YOUR ASSIGNMENT ▸ What lines in this listing contain the string "rink"? Report each one by copying it.

MATERIAL FOR THIS TASK ▸

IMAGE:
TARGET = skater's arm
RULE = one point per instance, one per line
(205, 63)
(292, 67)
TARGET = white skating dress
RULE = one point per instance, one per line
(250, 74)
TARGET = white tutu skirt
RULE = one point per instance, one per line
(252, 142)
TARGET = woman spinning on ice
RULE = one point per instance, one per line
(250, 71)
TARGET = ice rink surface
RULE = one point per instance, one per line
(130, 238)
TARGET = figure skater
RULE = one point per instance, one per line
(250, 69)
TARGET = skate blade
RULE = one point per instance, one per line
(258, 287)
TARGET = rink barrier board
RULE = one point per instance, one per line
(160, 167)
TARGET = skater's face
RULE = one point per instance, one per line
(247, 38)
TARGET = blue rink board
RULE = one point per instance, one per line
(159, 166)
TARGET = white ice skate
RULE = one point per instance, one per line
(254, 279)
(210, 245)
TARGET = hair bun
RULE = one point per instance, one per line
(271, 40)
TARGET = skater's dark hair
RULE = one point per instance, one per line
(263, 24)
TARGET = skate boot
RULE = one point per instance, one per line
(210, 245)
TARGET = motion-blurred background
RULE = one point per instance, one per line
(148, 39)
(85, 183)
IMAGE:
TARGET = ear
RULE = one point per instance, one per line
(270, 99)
--
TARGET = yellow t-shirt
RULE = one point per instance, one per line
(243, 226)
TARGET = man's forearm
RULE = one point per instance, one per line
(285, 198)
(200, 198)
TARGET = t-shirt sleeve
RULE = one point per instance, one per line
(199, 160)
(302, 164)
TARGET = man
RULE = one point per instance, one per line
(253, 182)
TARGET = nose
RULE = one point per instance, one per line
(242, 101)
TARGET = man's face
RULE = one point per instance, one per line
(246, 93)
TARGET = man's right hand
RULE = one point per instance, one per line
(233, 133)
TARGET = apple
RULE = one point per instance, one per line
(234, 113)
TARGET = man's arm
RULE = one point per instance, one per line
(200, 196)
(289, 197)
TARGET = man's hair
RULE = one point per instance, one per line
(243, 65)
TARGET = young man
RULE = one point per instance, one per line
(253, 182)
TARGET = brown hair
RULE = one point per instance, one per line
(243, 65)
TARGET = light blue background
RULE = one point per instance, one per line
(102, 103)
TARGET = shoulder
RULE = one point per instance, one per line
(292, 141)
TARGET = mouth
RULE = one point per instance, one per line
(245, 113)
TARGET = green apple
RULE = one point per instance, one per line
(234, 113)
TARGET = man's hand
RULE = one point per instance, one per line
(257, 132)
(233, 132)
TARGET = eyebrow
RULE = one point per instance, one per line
---
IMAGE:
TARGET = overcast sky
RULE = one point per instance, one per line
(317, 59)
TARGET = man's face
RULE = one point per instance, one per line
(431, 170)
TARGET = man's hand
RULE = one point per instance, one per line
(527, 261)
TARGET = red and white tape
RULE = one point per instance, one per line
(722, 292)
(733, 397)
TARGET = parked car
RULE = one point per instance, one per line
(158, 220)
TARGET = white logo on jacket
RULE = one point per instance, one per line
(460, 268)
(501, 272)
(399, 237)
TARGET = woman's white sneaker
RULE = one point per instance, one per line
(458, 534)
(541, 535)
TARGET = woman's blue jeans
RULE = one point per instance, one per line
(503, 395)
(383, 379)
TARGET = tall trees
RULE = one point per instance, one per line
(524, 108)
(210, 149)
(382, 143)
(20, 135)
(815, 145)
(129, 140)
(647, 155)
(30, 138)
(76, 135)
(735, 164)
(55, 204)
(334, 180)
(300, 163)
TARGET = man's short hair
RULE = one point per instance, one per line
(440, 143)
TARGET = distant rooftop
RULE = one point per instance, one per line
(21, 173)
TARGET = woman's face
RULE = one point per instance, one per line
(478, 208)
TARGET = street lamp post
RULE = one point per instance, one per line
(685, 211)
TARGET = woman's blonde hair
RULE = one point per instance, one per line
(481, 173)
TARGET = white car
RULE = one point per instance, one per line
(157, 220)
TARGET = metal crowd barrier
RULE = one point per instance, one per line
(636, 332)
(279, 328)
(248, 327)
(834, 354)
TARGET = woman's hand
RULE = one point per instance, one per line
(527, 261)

WRITTEN ANSWER ▸
TARGET = ice rink surface
TARGET = rink barrier board
TARGET = blue rink board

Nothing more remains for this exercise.